- _Consignes_
1 > Recopiez fidèlement le passage du texte sur Richard Aeschlimann, de « Le regard géologue » à « toujours allé autrement. ».
2 > Pour chacune des affirmations suivantes, indiquez si elle concorde avec le texte sur Richard Aeschlimann en répondant par oui ou par non, puis citez les mots décisifs du texte. (a) Le texte est signé JLK. (b) D’après le texte, le crâne sous la peau est un mystère pour tout le monde. (c) Pour Aeschlimann, un visage et un paysage sont deux choses distinctes.

===== Extrait du document

Le Passe Muraille

Portrait de l’artiste en paysages

Le regard géologue de Richard Aeschlimann

par JLK

Le mystère est sous vos yeux mais vous ne le voyez pas, ou plus exactement vous ne voulez parle voir, vous voyez ce que vous voyez dites-vous et le mystère ne vous dit rien, vous préférez ne pas voir, vous préférez ne pas voir votre crâne sous votre peau même si celui-là n’est un mystère pour personne, vous considérez qu’un visage est une chose et qu’un paysage en est une autre et en cela vous vous dites d’accord avec vous-même, mais pour Aeschlimann il en va et il en est toujours allé autrement.

==========
===== Extraits de données

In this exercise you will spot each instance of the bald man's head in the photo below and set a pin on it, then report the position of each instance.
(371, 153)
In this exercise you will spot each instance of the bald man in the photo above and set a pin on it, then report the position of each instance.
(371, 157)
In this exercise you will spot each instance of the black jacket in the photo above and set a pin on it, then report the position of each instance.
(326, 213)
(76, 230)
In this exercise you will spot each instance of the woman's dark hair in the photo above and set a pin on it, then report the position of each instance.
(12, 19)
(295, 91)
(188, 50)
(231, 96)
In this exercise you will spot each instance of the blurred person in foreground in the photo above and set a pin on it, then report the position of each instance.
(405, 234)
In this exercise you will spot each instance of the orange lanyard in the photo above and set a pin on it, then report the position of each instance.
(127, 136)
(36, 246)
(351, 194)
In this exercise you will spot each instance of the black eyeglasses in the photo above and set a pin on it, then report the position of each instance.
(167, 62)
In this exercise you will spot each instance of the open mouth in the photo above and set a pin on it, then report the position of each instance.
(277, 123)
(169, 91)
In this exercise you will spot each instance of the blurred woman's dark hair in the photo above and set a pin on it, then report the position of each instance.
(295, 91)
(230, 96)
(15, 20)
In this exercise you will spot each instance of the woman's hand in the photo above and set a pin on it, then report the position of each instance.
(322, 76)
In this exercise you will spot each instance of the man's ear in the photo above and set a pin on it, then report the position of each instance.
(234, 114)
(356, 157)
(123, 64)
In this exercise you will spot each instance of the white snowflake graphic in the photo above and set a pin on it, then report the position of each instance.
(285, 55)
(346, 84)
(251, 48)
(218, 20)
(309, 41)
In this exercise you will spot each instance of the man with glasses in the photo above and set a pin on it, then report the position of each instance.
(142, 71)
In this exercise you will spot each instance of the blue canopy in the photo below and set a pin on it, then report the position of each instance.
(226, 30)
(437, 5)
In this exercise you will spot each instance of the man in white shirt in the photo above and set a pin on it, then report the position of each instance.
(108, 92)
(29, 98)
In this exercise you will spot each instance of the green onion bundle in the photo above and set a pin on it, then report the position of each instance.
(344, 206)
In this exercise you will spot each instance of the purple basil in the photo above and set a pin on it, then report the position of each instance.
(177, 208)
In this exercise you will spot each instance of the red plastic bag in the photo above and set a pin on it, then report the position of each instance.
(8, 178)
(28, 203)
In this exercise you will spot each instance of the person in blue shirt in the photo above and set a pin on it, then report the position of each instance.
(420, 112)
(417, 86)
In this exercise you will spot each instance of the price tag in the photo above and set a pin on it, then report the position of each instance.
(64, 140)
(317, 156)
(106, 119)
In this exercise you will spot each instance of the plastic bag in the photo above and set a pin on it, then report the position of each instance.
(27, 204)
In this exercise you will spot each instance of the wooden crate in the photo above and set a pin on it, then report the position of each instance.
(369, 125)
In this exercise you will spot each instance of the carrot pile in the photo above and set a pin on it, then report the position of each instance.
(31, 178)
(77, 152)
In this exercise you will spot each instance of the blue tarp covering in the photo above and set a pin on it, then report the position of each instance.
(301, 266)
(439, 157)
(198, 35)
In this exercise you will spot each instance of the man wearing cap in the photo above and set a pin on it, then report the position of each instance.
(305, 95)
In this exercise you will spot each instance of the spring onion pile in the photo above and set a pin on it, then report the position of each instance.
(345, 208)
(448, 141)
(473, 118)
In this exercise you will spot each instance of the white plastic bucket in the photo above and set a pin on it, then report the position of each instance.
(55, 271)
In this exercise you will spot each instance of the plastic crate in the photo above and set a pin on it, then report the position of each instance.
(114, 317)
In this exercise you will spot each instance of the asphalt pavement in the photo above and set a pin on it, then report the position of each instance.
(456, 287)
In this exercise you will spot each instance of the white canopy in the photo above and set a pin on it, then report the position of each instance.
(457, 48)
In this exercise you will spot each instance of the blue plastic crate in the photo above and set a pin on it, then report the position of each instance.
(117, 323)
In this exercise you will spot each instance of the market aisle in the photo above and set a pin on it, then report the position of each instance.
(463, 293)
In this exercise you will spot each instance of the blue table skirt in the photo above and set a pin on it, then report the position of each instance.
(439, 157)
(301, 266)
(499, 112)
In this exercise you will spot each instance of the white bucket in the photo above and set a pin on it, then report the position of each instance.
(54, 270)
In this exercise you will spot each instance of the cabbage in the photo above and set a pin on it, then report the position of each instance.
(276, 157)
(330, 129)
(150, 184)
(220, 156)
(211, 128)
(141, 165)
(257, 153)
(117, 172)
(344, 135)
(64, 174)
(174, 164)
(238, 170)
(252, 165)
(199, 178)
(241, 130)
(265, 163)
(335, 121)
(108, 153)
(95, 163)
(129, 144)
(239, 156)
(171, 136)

==========

- _Corrigés_
1 >
Le regard géologue de Richard Aeschlimann

par JLK

Le mystère est sous vos yeux mais vous ne le voyez pas, ou plus exactement vous ne voulez parle voir, vous voyez ce que vous voyez dites-vous et le mystère ne vous dit rien, vous préférez ne pas voir, vous préférez ne pas voir votre crâne sous votre peau même si celui-là n’est un mystère pour personne, vous considérez qu’un visage est une chose et qu’un paysage en est une autre et en cela vous vous dites d’accord avec vous-même, mais pour Aeschlimann il en va et il en est toujours allé autrement.

2 >
(a) Oui : « par JLK ».
(b) Non : « celui-là n’est un mystère pour personne ».
(c) Non : « mais pour Aeschlimann il en va et il en est toujours allé autrement ».